[start of EXERCISE MATERIALS]
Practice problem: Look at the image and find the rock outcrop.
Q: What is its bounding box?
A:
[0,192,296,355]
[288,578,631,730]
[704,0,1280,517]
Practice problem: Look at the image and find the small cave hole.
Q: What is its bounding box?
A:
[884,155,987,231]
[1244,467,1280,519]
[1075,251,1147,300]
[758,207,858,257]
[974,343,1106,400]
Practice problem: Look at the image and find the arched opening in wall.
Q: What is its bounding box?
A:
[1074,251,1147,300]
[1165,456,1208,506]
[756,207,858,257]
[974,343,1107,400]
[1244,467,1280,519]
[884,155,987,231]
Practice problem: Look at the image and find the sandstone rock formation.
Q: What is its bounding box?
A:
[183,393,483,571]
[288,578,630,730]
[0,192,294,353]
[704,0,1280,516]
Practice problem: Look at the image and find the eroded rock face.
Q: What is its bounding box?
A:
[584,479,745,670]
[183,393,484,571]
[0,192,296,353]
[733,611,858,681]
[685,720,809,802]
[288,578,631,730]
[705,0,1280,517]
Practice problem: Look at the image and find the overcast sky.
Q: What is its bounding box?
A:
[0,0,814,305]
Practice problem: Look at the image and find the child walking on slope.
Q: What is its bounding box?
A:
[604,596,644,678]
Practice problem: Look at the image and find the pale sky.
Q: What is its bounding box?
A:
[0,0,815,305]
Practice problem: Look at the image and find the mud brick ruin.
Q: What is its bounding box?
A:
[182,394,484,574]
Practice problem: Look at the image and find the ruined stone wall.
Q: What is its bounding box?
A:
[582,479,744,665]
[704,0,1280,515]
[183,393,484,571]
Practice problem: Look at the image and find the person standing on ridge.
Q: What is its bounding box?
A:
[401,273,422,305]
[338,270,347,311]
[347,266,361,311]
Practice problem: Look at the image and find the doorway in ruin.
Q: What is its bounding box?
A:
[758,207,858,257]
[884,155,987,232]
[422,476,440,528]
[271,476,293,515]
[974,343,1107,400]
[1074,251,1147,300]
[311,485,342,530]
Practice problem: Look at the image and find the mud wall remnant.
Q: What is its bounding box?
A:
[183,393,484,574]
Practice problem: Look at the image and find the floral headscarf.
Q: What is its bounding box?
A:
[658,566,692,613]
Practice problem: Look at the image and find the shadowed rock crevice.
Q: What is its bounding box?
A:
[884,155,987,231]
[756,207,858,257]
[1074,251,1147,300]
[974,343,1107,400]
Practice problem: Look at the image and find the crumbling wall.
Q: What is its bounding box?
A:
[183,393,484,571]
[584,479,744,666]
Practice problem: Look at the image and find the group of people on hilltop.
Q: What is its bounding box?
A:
[end of EXERCISE MATERIALS]
**OBJECTIVE**
Can you lay out the lines of the records from the line with "Practice problem: Look at the image and find the ruined" up to and including the line with "[658,566,692,613]" as a numbered list, leaving out any blank lines?

**OUTPUT OF THE TASK**
1. Practice problem: Look at the image and find the ruined stone wall.
2. Q: What is its bounding box?
3. A:
4. [582,479,744,665]
5. [704,0,1280,515]
6. [183,393,484,571]
7. Practice problem: Look at the image and find the person standing on ridge.
8. Q: What is its bounding box?
9. A:
10. [401,273,422,305]
11. [338,270,347,311]
12. [347,266,361,311]
13. Practice problem: Look at the image and find the doorway in ruin.
14. Q: What is its bounding box?
15. A:
16. [758,207,858,257]
17. [884,155,987,232]
18. [422,476,440,528]
19. [271,476,293,515]
20. [974,343,1107,400]
21. [1074,251,1147,300]
22. [311,485,342,530]
23. Practice problem: Look at the image and find the mud wall remnant.
24. Q: What is its bounding box?
25. A:
26. [183,393,484,574]
27. Practice problem: Look at the image and find the floral headscarf.
28. Q: What is its bounding box?
29. A:
30. [658,566,692,613]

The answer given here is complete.